■ WHAT THE TASK REQUIRES
Starting at the line that has "Query: dark rock in background" and stopping after the line that has "Query: black hoof", reproduce the listing below exactly; omit everything else.

■ DATA SUPPLIED
§ §
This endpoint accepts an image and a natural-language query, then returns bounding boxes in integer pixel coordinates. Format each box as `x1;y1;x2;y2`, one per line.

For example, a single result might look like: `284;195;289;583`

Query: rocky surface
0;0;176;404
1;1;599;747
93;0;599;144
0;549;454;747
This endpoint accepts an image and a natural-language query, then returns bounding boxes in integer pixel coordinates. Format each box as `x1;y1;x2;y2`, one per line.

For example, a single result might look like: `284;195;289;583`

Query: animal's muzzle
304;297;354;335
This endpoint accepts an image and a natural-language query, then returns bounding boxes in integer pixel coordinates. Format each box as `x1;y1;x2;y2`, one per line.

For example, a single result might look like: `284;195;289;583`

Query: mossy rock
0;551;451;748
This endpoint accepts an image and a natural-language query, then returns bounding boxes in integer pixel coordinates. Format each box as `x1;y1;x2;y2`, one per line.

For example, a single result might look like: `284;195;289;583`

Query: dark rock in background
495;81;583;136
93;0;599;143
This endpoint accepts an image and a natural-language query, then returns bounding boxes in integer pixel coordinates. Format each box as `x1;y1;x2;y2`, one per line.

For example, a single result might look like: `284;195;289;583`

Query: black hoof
§ §
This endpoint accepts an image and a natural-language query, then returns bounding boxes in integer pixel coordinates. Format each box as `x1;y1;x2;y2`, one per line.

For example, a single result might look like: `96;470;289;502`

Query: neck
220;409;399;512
§ §
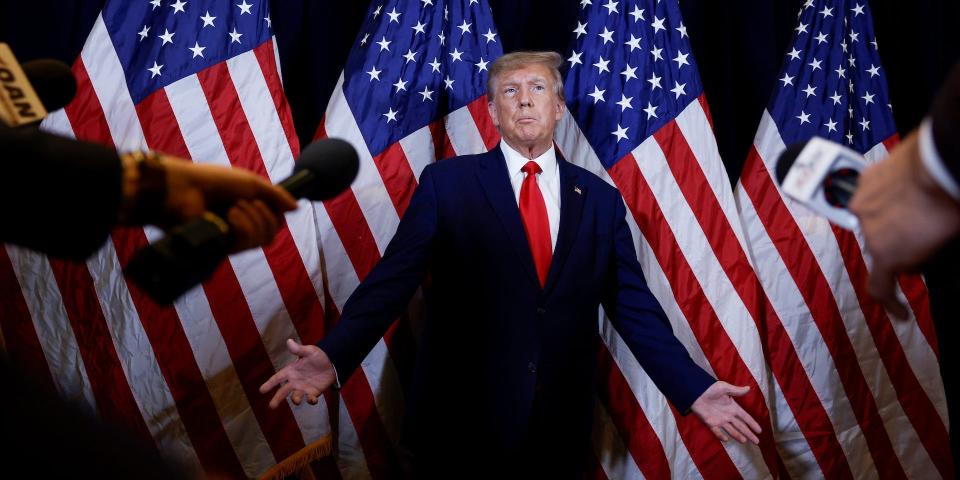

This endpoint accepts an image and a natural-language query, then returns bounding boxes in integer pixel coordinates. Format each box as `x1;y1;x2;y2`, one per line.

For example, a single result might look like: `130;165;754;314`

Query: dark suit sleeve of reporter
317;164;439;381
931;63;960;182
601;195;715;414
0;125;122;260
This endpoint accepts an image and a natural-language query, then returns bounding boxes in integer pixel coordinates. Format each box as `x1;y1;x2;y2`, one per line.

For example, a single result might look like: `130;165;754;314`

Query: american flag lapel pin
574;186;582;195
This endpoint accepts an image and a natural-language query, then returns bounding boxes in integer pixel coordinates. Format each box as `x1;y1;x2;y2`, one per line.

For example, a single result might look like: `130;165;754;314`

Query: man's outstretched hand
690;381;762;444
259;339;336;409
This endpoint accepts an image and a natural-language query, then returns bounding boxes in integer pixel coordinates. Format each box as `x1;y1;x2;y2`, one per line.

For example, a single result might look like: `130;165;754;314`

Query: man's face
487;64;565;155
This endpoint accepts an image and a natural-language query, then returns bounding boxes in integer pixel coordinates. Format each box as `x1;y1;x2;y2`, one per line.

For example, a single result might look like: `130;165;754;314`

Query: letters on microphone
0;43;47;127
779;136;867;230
§ §
■ REPLY TO THE EXERCISE
Query: dark rock in background
495;81;583;136
93;0;599;143
This endpoint accepts an image and a natural-language query, then returns bounding boxes in integer pixel coordinates. Format each box as `x1;y1;x2;y2`, one per line.

For example, a single result might look like: `284;195;289;583`

Query: black hoof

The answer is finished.